→ **Requirement**:
Pull out every line of the data below that contains the word "instance", treating uppercase and lowercase letters as different.
####################
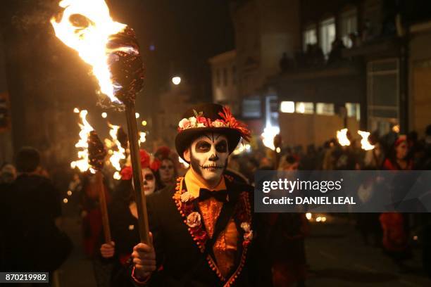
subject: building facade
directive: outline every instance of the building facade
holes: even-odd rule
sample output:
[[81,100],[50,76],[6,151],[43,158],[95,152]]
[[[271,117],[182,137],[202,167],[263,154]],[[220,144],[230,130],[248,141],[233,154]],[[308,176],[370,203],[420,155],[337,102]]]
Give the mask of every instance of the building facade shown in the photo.
[[430,100],[430,4],[234,3],[244,118],[259,119],[264,128],[285,126],[280,125],[289,117],[280,117],[283,113],[315,114],[339,117],[340,128],[350,125],[385,134],[398,127],[420,136],[431,123],[425,112]]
####################
→ **Written solution**:
directive: outline every instance of the building facade
Give the mask of every instance of the building facade shown in the photo.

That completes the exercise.